» **EXERCISE TASK**:
Answer these questions from the BBQ festival ideas thread:
(a) Which BBQ-twist item does the opening post say its writer already makes?
(b) How long should the bamboo skewers be for moink balls on a stick, and how many moinks go on each?
(c) What filling is suggested for eggrolls, and what is served with them?

» **SOURCE TEXT**:

------------------------------------------------

# Festival Unique BBQ ideas



## buckscent

What are some items that can have a BBQ twist to them?  Such as BBQ nacho's we do.  I would think that having something different will get you into more festivals easier or at least have something different


----------



## fpnmf

ABTs!

  Craig


----------



## jirodriguez

Smoked turkey drumsticks are always a hit.... and they are cheap to buy!

Moink balls would be kind of fun as well.


----------



## roller

Wings


----------



## les3176

I bet smoked pizza would be a hit!!


----------



## SmokinAl

All of the above!


----------



## lexoutlaw

try pulled pork eggrolls....with a bbq sauce for dipping.......pretty awesome really....


----------



## eman

Moink balls on a stick. Pre make the moinks and intead of using tooth picks to hold the bacon use the 8 - 10" bamboo skewers . Put 3 on a skewer and leave a lil space between them. smoke em on the skewers sell 3 for whatever price you decide on. Serve w/ a small cup of sauce. Note: Make sure and soak the skewers over night.

 Can do the ABT's the same way if you make the cup type . Moinks are faster to prepare and easier to store untill cooking.


----------



## smokinstevo27

Smoked chicken salad. Most everyone enjoys a good cold chicken salad sandwich on a spring/summer day. I've perfected a recipe and people are saying I should sell it. Its definitely something I've never seen in my area. Having the smoked chicken in their gives it such a great and different taste. It would also be cheap and easily prepared in advance. Have fun at the festival.

------------------------------------------------

» **SUPPLIED RECORDS**:
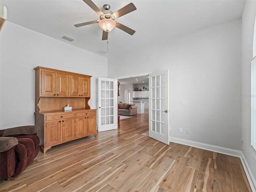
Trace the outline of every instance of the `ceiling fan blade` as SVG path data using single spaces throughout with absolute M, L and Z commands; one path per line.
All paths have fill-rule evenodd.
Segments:
M 91 0 L 83 0 L 83 1 L 99 15 L 102 15 L 103 14 L 101 10 Z
M 108 32 L 106 32 L 104 30 L 102 30 L 102 40 L 108 40 Z
M 120 23 L 118 23 L 117 22 L 116 24 L 116 26 L 131 35 L 133 35 L 135 32 L 135 31 L 133 29 L 132 29 L 128 27 L 126 27 L 125 25 L 121 24 Z
M 135 11 L 136 9 L 136 7 L 134 5 L 133 3 L 130 3 L 126 6 L 121 8 L 118 11 L 116 11 L 114 13 L 114 15 L 116 18 L 118 18 L 132 11 Z
M 81 27 L 82 26 L 84 26 L 85 25 L 90 25 L 90 24 L 93 24 L 94 23 L 97 23 L 100 22 L 99 21 L 92 21 L 88 22 L 85 22 L 84 23 L 79 23 L 78 24 L 76 24 L 74 26 L 76 27 Z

------------------------------------------------

» **TASK RESULT**:
(a) BBQ nachos.
(b) The skewers should be 8 to 10 inches long, with 3 moinks on each.
(c) Pulled pork, with BBQ sauce for dipping.